Output the material exactly, with every line intact.

▶ _STORED DATA_
────────────────
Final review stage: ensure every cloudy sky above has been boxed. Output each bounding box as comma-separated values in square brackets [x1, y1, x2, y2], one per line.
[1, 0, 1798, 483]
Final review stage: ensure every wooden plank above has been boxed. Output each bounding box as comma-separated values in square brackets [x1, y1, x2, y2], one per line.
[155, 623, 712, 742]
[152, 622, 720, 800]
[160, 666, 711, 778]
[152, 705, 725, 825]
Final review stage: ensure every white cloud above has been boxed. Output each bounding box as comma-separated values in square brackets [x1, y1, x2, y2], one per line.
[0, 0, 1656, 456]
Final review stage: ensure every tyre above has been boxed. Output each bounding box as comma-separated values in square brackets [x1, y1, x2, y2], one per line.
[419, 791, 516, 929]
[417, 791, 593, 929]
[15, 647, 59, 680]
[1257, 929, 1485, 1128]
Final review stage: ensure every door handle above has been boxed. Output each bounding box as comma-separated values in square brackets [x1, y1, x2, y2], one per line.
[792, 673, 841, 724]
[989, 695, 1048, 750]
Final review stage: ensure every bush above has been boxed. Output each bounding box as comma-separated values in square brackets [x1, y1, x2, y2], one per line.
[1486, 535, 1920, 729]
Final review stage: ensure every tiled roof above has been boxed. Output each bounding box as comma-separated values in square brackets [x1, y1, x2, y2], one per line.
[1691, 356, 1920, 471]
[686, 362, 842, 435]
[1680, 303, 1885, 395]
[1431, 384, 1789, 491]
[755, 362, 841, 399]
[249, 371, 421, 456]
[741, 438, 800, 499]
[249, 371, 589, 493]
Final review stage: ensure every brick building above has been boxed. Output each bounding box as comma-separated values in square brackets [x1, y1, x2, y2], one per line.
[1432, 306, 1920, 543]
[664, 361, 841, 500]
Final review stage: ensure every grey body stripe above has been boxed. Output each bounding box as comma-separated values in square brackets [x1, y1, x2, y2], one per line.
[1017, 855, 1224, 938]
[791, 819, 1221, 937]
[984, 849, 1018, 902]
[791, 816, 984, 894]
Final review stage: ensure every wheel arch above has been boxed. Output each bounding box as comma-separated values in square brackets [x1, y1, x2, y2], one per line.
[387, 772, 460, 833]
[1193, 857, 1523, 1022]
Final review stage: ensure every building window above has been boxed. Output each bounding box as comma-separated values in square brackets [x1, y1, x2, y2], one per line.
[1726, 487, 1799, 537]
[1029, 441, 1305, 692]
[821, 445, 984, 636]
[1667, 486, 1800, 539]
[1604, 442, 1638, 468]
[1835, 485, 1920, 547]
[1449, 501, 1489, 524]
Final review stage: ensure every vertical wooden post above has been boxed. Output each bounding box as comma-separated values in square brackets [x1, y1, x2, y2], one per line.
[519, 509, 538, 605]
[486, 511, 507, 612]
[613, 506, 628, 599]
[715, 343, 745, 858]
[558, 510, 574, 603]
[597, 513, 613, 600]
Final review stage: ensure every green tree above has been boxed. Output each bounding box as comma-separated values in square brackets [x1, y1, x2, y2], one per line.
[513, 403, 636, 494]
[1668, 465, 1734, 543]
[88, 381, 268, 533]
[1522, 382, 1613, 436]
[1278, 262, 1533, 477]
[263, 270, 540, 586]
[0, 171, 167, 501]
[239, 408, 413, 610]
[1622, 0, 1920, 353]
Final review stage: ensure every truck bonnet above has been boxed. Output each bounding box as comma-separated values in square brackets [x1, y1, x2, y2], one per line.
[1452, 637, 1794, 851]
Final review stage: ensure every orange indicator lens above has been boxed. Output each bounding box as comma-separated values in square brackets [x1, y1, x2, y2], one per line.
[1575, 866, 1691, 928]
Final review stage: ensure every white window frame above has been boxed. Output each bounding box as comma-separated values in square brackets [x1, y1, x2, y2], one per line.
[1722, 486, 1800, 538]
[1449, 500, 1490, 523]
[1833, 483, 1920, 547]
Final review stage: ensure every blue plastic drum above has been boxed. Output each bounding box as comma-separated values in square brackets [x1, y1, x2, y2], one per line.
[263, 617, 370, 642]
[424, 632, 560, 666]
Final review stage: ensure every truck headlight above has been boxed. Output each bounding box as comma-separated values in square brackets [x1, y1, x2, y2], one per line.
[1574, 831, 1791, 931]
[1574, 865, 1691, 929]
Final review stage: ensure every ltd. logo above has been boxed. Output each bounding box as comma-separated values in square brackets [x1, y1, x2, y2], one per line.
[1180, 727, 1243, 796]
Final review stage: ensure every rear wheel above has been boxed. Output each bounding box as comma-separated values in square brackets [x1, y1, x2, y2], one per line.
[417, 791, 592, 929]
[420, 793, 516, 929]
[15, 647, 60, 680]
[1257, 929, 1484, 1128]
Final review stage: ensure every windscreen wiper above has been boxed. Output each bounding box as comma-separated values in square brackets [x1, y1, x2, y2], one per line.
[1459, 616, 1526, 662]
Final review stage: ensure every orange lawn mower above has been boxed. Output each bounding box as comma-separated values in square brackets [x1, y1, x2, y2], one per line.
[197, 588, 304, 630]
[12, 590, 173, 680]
────────────────
▶ _RESULT FOR THIS TASK_
Final review stage: ensure every cloudy sky above has been boxed. Output each bounding box as comma-separated values in square brackets [x1, y1, x2, y2], one per line.
[1, 0, 1798, 483]
Final review stage: ensure every wooden plank above has been boxed. Output each bounding box as comma-separated values in square brackets [x1, y1, x2, y2], one per line.
[155, 623, 712, 742]
[152, 622, 720, 800]
[160, 666, 711, 778]
[152, 705, 725, 825]
Final review stage: ensure every white cloud above has been boxed. Output each bounding box as comma-separated values in square brackets [x1, y1, x2, y2], one per line.
[0, 0, 1656, 456]
Final review stage: ensure every tyre above has been boxed. Output each bounding box as comma-separated values in square brackets [x1, y1, x2, y2], one per line.
[419, 791, 516, 929]
[417, 791, 593, 929]
[15, 647, 59, 680]
[1257, 929, 1485, 1128]
Final review stage: ensure every door handle above has been boxed. Output each bounding box as comma-separated values in square brackets [x1, y1, x2, y2], one per line.
[792, 673, 841, 724]
[989, 695, 1048, 750]
Final review stage: ensure every bush above has been boxed. Output each bounding box as comma-separated values in square brackets [x1, y1, x2, y2], one per line.
[1486, 535, 1920, 729]
Final review stage: ensure every tiled roof above has been boxed. Output each bounding box as comma-separated values in square brackets [x1, y1, x2, y2], one per line.
[1691, 356, 1920, 471]
[686, 362, 842, 435]
[1680, 303, 1885, 395]
[1431, 384, 1789, 491]
[755, 362, 841, 399]
[249, 371, 421, 456]
[741, 438, 800, 499]
[249, 371, 589, 493]
Final review stage: ensure every brick building above has been boxed. Output each bounding box as comma-separated values in square brackets [x1, y1, x2, y2], one per line.
[1432, 306, 1920, 543]
[664, 361, 841, 500]
Final review stage: ensure every grey body stripe above has been boxed. Output each bounding box as comma-separated values in square brackets [x1, y1, x2, y2], one per line.
[1017, 855, 1224, 938]
[791, 819, 1221, 937]
[984, 849, 1018, 902]
[791, 816, 984, 894]
Final review stage: ensure every wheel arch above has been boxed. Output each bounding box as comma-separated values in square brackets [x1, y1, x2, y2], one per line.
[387, 772, 460, 833]
[1193, 857, 1523, 1022]
Final review stage: ensure every building window above has been boxed. Output each bounding box as comma-separated values in square brackets [x1, y1, x2, y2], one per line.
[1726, 487, 1799, 537]
[1029, 441, 1305, 692]
[821, 445, 984, 636]
[1667, 486, 1800, 539]
[1604, 442, 1638, 468]
[1835, 485, 1920, 547]
[1449, 501, 1489, 524]
Final review stage: ensure every vertical wooden post above has been boxed. Output each bounding box as comma-separated values in square brackets [x1, y1, x2, y2], one per line.
[519, 509, 538, 605]
[486, 511, 507, 612]
[613, 506, 628, 599]
[715, 343, 745, 858]
[558, 510, 574, 603]
[597, 513, 613, 600]
Final review stage: ensure every green tree above has been boxed. Output each bounding box as comma-separated values in square brackets [x1, y1, x2, y2], one per line.
[513, 403, 636, 494]
[1668, 465, 1734, 543]
[88, 381, 268, 533]
[1522, 382, 1613, 436]
[1278, 262, 1533, 477]
[263, 270, 540, 586]
[0, 171, 167, 501]
[239, 408, 413, 610]
[1622, 0, 1920, 353]
Final review stage: ensure every truck bonnet above has been boxed. Output each bounding box as comma-separated values in square brackets [x1, y1, x2, y2], one per line.
[1452, 637, 1794, 851]
Final review stage: ensure every orange indicator lens above has been boxed. Output each bounding box as comma-separated values in square brackets [x1, y1, x2, y2], one per line.
[1575, 866, 1691, 928]
Final review stage: ensure every white window frame above has been boxed. Output each bounding box as comma-separated values in square brackets [x1, y1, x2, y2], one per line.
[1722, 486, 1800, 538]
[1449, 500, 1490, 523]
[1833, 483, 1920, 547]
Final review stage: ensure every blue plastic drum above has been boxed. Output each bounding box as comma-separated values in square brackets [x1, y1, x2, y2], one per line.
[263, 617, 370, 642]
[424, 632, 560, 666]
Final review stage: ensure every truck headlight above has been boxed. Output each bounding box as comma-separated values in square brackets [x1, y1, x2, y2], one per line.
[1574, 831, 1791, 931]
[1574, 865, 1691, 929]
Final review stage: ensure every ltd. logo above has been boxed. Output each bounding box as comma-separated values in square brackets [x1, y1, x2, y2], one per line.
[1180, 727, 1243, 796]
Final review stage: ensure every rear wheel above has been boxed. Output each bounding box as comma-separated values in square brackets [x1, y1, x2, y2], one per line.
[417, 791, 592, 929]
[420, 793, 516, 929]
[15, 647, 60, 680]
[1257, 929, 1484, 1128]
Final review stage: ensure every windscreen wiper above has been boxed. Output each bounding box as comma-separated values in square brackets [x1, y1, x2, y2], one per line.
[1459, 616, 1526, 662]
Final review stage: ensure every orange lawn mower above has been boxed. Output each bounding box as comma-separated values in square brackets [x1, y1, x2, y2], one per line.
[197, 588, 304, 630]
[12, 590, 173, 680]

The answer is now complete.